⟨

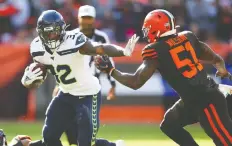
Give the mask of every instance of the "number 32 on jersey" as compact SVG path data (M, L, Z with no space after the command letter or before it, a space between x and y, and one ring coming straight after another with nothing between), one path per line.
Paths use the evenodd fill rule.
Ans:
M68 78L68 75L71 73L71 68L68 65L57 65L56 68L53 66L48 66L50 72L55 76L56 81L62 84L72 84L76 82L75 78Z
M180 60L179 53L184 51L187 51L192 59L185 57L184 59ZM182 75L184 77L192 78L197 74L198 71L201 71L203 69L203 66L197 59L196 53L190 42L186 42L184 45L177 46L171 49L169 52L172 56L172 59L177 69L180 69L185 66L189 66L190 70L185 70L182 72Z

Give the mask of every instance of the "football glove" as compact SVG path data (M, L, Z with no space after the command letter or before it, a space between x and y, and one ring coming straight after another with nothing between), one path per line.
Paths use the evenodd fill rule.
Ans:
M43 76L41 76L43 73L42 70L40 68L33 70L36 64L37 63L34 62L25 69L24 75L21 79L24 86L31 85L35 80L43 80Z
M97 67L97 69L99 69L102 72L108 73L108 74L114 68L107 55L95 56L94 57L94 64Z
M123 54L125 56L131 56L131 54L133 53L134 49L135 49L135 45L137 43L137 41L139 40L139 36L137 36L136 34L134 34L129 41L126 44L125 50L123 52Z

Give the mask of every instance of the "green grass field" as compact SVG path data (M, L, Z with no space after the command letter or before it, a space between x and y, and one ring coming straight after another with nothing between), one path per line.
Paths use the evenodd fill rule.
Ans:
M42 122L0 122L0 125L9 141L17 134L30 135L33 140L41 139ZM211 140L198 125L187 127L187 129L196 138L200 146L213 146ZM162 134L159 126L154 124L104 124L100 127L98 137L112 141L123 139L127 146L176 146ZM62 137L62 142L67 145L65 136Z

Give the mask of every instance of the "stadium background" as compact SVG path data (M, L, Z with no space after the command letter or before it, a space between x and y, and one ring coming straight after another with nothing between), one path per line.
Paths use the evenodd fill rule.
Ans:
M52 99L53 77L49 76L37 90L27 90L20 83L24 68L31 62L29 44L36 36L37 17L43 10L56 9L71 30L78 27L77 11L84 4L96 7L96 27L105 31L111 42L122 46L132 34L141 35L142 22L149 11L167 9L176 17L180 30L192 30L209 43L232 71L231 0L0 0L0 128L10 138L16 134L41 138L44 112ZM131 58L114 58L116 67L134 72L142 61L144 45L140 39ZM205 67L211 75L215 73L212 66ZM227 80L217 81L231 84ZM129 146L173 145L158 124L178 96L158 73L137 91L117 83L117 98L112 101L105 99L110 85L104 76L101 83L104 99L100 137L125 139ZM210 145L198 125L189 129L202 145Z

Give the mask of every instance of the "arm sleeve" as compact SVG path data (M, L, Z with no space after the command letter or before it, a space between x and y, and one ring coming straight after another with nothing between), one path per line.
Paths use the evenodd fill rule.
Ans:
M38 40L33 40L30 44L30 54L34 62L40 62L39 57L45 54L44 51L38 49Z
M142 50L142 58L143 58L143 60L154 60L154 59L158 58L158 54L157 54L155 48L152 48L149 45L147 45Z

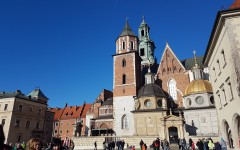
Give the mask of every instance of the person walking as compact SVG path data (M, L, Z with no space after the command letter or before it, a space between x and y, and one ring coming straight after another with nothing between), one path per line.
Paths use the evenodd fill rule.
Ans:
M220 143L222 150L227 150L227 142L221 138Z
M183 149L187 148L187 142L186 142L185 138L183 138L183 140L182 140L182 147L183 147Z
M94 142L94 150L97 150L97 141Z
M193 143L193 140L191 138L189 138L188 142L189 142L189 147L191 147L192 143Z
M213 150L215 148L215 145L213 144L212 140L208 141L208 147L209 147L209 150Z
M164 139L164 142L163 142L163 149L164 150L169 150L169 143L166 139Z
M198 147L198 149L199 150L204 150L204 144L203 144L203 142L202 142L202 140L200 140L200 139L198 139L198 141L197 141L197 147Z
M139 145L140 145L140 149L142 150L142 146L143 146L143 140L141 139L141 141L140 141L140 143L139 143Z

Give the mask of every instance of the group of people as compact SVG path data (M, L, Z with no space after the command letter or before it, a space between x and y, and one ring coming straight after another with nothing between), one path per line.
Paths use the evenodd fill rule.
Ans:
M139 145L141 150L147 150L147 145L146 143L143 142L142 139ZM166 139L160 140L159 138L157 138L156 140L153 141L152 145L150 145L150 148L153 148L154 150L160 150L160 147L162 148L162 150L169 150L170 149L169 142Z
M199 150L227 150L227 142L223 138L216 143L211 138L198 139L196 145Z
M16 143L15 145L0 144L0 150L73 150L74 143L70 141L69 145L60 138L53 138L51 143L43 144L40 138L31 138L27 143Z
M95 142L94 143L95 148L96 148L96 145L97 144ZM114 150L115 146L117 146L118 150L123 150L124 149L124 145L125 145L124 140L118 140L116 143L114 141L110 141L110 142L104 141L103 142L103 149L104 150Z
M227 150L227 142L221 138L220 142L214 143L211 138L198 139L196 145L191 138L189 138L189 145L186 139L178 139L179 150Z

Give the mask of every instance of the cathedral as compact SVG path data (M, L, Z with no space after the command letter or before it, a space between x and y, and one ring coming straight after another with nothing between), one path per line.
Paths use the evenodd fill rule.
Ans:
M88 135L155 136L170 143L191 136L218 137L212 87L203 57L194 52L193 58L179 60L166 42L158 64L149 31L144 17L138 36L126 21L112 55L112 97L93 103L91 112L95 106L105 111L95 116L87 114L87 118L91 115Z

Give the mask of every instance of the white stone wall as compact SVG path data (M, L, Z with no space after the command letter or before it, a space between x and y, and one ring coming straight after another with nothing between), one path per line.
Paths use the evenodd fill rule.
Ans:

⟩

### WORK ORDER:
Carry over each record above character for character, with the pictures left out.

### SOLVED EXERCISE:
Give the mask of every instance of the "number 32 on jersey" as compact SVG path data (M, L, Z with no space after the command letter or before it, a space between x and y, and one ring coming straight after another with nothing between), one path per line.
Paths use the evenodd fill rule.
Ans:
M68 78L68 75L71 73L71 68L68 65L57 65L56 68L53 66L48 66L50 72L55 76L56 81L62 84L72 84L76 82L75 78Z
M180 60L179 53L184 51L187 51L192 59L185 57L184 59ZM182 75L184 77L192 78L197 74L198 71L201 71L203 69L203 66L197 59L196 53L190 42L186 42L184 45L177 46L171 49L169 52L172 56L172 59L177 69L180 69L185 66L189 66L190 70L185 70L182 72Z

Give the mask of every instance of the "football glove" as compact SVG path data (M, L, Z with no space after the command letter or before it, a space between x and y, and one ring coming straight after another with nothing between), one path per line.
Paths use the evenodd fill rule.
Ans:
M43 76L41 76L43 73L42 70L40 68L33 70L36 64L37 63L34 62L25 69L24 75L21 79L24 86L31 85L35 80L43 80Z
M97 67L97 69L99 69L102 72L108 73L108 74L114 68L107 55L95 56L94 57L94 64Z
M123 54L125 56L131 56L131 54L133 53L134 49L135 49L135 45L137 43L137 41L139 40L139 36L137 36L136 34L134 34L129 41L126 44L125 50L123 52Z

Give the mask of every instance of the "green grass field" as compact SVG path data (M, L, Z with no space after the command letter or before it, a space between x and y, and one ring coming straight after another with nothing between), one path per line.
Paths use the evenodd fill rule.
Ans:
M42 122L0 122L0 125L9 141L17 134L30 135L33 140L41 139ZM211 140L198 125L187 127L187 129L196 138L200 146L213 146ZM162 134L159 126L154 124L104 124L100 127L98 137L112 141L123 139L127 146L176 146ZM62 137L62 142L67 145L65 136Z

Give the mask of every instance of the "stadium background" as compact SVG path data (M, L, Z with no space after the command letter or before it, a space between x and y, and one ring coming straight after another with nothing between), one path per line.
Paths use the evenodd fill rule.
Ans:
M52 99L53 77L49 76L37 90L27 90L20 83L24 68L31 62L29 44L36 36L37 17L43 10L56 9L71 30L78 27L77 11L84 4L96 7L96 27L105 31L111 42L122 46L132 34L141 35L142 22L149 11L167 9L176 17L180 30L192 30L209 43L232 71L231 0L0 0L0 128L10 138L16 134L41 138L44 112ZM131 58L114 58L116 67L134 72L142 61L144 45L140 39ZM205 67L211 75L215 73L212 66ZM227 80L217 81L231 84ZM129 146L173 145L158 124L178 96L158 73L137 91L117 83L117 98L112 101L105 99L110 85L104 76L101 83L104 99L100 137L125 139ZM210 145L198 125L189 129L202 145Z

Give the mask of every instance of the "arm sleeve" as compact SVG path data (M, L, Z with no space after the command letter or before it, a space between x and y, and one ring coming straight after another with nothing between), one path per line.
Paths use the evenodd fill rule.
Ans:
M38 40L33 40L30 44L30 54L34 62L40 62L39 57L45 54L44 51L38 49Z
M142 50L142 58L143 58L143 60L154 60L154 59L158 58L158 54L157 54L155 48L152 48L149 45L147 45Z

Give the mask of every instance of the person walking as compact SVG path data (M, L, Z with no space after the command letter or before it, a space between x and y, and one ring coming straight after another with nothing between), one path per line.
Paths use the evenodd fill rule.
Ans:
M220 143L222 150L227 150L227 142L221 138Z
M183 149L187 148L187 142L186 142L185 138L183 138L183 140L182 140L182 147L183 147Z
M94 142L94 150L97 150L97 141Z
M193 143L193 140L191 138L189 138L188 142L189 142L189 147L191 147L192 143Z
M213 150L215 148L215 145L213 144L212 140L208 141L208 147L209 147L209 150Z
M164 139L164 142L163 142L163 149L164 150L169 150L169 143L166 139Z
M198 147L198 149L199 150L204 150L204 144L203 144L203 142L202 142L202 140L200 140L200 139L198 139L198 141L197 141L197 147Z
M139 145L140 145L140 149L142 150L142 146L143 146L143 140L141 139L141 141L140 141L140 143L139 143Z

Give the mask of every instance of the group of people as compact SVG path data (M, L, Z with no space after the command letter or before it, a space between x and y, and one ring coming straight after another with nothing between), one path per line.
Paths use the evenodd fill rule.
Ans:
M139 145L141 150L147 150L147 145L146 143L143 142L142 139ZM166 139L160 140L159 138L157 138L156 140L153 141L152 145L150 145L150 148L153 148L154 150L160 150L160 147L162 148L162 150L169 150L170 149L169 142Z
M199 150L227 150L227 142L223 138L216 143L211 138L198 139L196 145Z
M16 143L15 145L0 144L0 150L73 150L74 143L70 141L69 145L60 138L53 138L51 143L43 144L40 138L31 138L27 143Z
M95 142L94 143L95 148L96 148L96 145L97 144ZM114 150L115 146L117 146L118 150L123 150L124 149L124 145L125 145L124 140L118 140L116 143L114 141L110 141L110 142L104 141L103 142L103 149L104 150Z
M227 150L227 142L221 138L220 142L214 143L211 138L198 139L196 145L191 138L189 138L189 145L186 139L178 139L179 150Z

Give the mask of every instance of the cathedral as compact SVG path data (M, L, Z with no space after the command letter or before it, a space between x and y, and one ring coming straight after another with nothing between), one path per line.
Paths use the evenodd fill rule.
Ans:
M88 135L155 136L170 143L191 136L218 137L212 87L203 57L194 52L193 58L179 60L166 42L158 64L149 31L144 17L138 36L126 21L112 55L112 97L93 103L91 112L95 106L105 111L95 116L87 114L87 118L91 115Z

Give the mask of every instance of the white stone wall as compact SVG path data (M, L, Z with no space after the command letter or before it, a space between x and y, and one ring coming straight after another with nothing between), one path per line.
Paths use the evenodd fill rule.
Ans:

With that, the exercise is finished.